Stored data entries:
..............................
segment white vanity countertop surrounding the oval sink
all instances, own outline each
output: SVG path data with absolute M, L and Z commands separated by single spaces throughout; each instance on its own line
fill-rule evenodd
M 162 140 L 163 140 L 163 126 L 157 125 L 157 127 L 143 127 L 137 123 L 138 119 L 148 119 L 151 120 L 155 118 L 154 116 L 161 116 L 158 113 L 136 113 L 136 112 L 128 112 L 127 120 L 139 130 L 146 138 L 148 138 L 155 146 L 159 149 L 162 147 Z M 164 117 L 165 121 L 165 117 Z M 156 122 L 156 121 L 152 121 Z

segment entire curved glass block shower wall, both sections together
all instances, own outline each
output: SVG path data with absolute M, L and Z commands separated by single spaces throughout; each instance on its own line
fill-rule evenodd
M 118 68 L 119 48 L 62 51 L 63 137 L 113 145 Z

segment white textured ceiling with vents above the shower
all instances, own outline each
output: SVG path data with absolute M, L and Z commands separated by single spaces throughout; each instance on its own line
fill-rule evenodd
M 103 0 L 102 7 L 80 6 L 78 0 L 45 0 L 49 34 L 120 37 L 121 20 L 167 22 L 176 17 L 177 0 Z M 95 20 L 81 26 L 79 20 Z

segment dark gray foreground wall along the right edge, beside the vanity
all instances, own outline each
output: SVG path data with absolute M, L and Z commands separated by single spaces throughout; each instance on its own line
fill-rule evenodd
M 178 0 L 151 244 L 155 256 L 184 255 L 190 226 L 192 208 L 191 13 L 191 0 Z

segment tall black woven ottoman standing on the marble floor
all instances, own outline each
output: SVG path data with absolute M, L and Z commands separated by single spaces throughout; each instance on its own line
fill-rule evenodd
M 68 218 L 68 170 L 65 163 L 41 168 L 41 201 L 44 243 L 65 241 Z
..............................
WORK TASK: Every line that contains "vanity" should be copied out of the data.

ANSWER SPACE:
segment white vanity countertop surrounding the oval sink
segment dark gray foreground wall along the right edge, beside the vanity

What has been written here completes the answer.